> [Exercise instructions]: Copy every entry exactly.

━━━━━ Material provided

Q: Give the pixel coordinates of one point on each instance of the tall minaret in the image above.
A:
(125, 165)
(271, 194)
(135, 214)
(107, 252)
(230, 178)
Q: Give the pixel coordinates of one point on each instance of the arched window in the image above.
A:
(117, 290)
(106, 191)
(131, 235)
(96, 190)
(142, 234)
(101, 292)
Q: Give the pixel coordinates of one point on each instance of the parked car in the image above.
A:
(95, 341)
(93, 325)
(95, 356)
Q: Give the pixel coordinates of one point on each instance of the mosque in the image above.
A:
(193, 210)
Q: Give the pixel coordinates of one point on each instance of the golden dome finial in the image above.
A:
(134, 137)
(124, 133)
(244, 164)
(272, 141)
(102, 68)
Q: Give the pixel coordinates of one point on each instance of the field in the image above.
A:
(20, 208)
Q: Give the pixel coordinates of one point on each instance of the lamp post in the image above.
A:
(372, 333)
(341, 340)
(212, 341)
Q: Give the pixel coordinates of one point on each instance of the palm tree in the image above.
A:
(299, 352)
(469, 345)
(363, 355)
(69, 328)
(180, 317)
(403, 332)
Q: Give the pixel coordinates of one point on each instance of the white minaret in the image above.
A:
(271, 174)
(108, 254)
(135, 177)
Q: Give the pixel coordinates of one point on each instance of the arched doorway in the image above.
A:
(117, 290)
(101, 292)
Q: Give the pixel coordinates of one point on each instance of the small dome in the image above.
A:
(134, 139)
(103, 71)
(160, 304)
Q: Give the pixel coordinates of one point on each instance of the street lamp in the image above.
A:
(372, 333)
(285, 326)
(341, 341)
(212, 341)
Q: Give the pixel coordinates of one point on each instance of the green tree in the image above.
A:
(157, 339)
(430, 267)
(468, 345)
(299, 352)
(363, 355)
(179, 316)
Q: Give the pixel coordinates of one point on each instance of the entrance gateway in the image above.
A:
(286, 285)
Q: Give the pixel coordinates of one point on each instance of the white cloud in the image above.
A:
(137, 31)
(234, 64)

━━━━━━━━━━

> [Response area]:
Q: Give the pixel coordinates of one point on each instance of the tall minaret in the image above.
A:
(125, 165)
(271, 194)
(135, 214)
(107, 252)
(230, 178)
Q: Give the pixel coordinates of one point on each instance of the arched window in the image above.
A:
(117, 290)
(106, 191)
(131, 235)
(96, 190)
(142, 234)
(101, 292)
Q: Give the pixel coordinates of one point on each instance of the parked car in the image above.
A:
(95, 341)
(93, 325)
(95, 356)
Q: Give the pixel coordinates of one point on each instance of the mosque in the image above.
A:
(193, 210)
Q: Give the pixel coordinates of one point on each instance of the golden dome finial in the image above.
A:
(134, 137)
(124, 133)
(244, 164)
(272, 141)
(102, 68)
Q: Give the pixel coordinates of one point on each instance of the field in the image above.
A:
(20, 208)
Q: Give the pixel coordinates of one point on each instance of the lamp post in the image above.
A:
(372, 333)
(341, 340)
(212, 341)
Q: Give the pixel coordinates of one point on each instance of the palm tree in the image above.
A:
(299, 352)
(469, 345)
(363, 355)
(69, 328)
(180, 317)
(403, 332)
Q: Give the pixel coordinates of one point on each instance of the white minaret in the image above.
A:
(271, 174)
(108, 254)
(135, 177)
Q: Give the pixel coordinates of one point on each instance of the arched doorway in the image above.
A:
(117, 290)
(101, 292)
Q: Give the pixel coordinates of one point on each instance of the small dome in the image above.
A:
(134, 139)
(103, 71)
(160, 304)
Q: Give the pixel coordinates of one point on each instance of the street lamp in the image above.
A:
(372, 333)
(285, 326)
(341, 341)
(212, 341)
Q: Give the pixel coordinates of one point on each instance of the green tree in the image above.
A:
(157, 339)
(430, 267)
(468, 345)
(299, 352)
(363, 355)
(179, 316)
Q: Give the pixel coordinates of one point on each instance of the entrance gateway in the image above.
A:
(286, 285)
Q: Give the pixel coordinates of one point on each instance of the white cloud in the image above.
A:
(137, 31)
(234, 64)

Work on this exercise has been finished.